Directions: Please state how many of the lines below contain the word "embroidered", giving only the number.

--- Start of Given records ---

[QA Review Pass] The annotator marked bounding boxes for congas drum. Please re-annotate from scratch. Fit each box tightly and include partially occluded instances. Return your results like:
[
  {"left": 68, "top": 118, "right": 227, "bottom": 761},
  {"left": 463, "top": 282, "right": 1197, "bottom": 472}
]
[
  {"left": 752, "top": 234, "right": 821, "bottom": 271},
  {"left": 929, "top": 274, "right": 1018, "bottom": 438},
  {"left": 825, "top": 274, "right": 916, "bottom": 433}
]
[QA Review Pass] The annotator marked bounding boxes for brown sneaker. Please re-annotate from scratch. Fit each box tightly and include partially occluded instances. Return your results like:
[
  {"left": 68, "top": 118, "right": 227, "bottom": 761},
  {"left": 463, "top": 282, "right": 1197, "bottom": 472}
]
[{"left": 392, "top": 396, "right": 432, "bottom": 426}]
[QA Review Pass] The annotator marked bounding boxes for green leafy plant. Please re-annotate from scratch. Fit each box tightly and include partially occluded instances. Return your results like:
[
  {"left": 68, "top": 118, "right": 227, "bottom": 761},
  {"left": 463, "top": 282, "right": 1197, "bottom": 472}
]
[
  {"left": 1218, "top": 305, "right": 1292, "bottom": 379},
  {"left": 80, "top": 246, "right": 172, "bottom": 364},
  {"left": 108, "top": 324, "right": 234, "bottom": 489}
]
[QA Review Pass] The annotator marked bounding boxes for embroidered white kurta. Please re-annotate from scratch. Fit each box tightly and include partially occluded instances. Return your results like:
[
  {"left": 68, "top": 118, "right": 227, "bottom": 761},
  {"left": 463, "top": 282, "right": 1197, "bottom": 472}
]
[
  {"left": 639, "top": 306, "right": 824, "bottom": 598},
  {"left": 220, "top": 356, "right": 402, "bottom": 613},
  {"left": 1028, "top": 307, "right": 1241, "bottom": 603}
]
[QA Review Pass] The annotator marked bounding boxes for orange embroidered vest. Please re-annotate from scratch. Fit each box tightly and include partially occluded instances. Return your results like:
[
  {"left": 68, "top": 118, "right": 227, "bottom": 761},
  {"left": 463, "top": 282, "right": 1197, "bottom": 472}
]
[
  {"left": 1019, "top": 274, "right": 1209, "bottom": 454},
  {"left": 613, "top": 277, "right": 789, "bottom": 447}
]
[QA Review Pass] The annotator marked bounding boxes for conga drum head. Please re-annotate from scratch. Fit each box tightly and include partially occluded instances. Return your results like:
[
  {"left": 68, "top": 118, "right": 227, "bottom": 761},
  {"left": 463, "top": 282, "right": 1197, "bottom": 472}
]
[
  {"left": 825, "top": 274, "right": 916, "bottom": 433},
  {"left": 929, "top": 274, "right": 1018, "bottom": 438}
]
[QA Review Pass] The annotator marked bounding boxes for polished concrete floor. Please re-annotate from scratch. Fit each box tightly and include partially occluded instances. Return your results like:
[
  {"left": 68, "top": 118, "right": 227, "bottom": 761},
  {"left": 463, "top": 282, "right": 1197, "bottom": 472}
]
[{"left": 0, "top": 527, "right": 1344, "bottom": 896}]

--- End of Given records ---

Solution to the problem: 2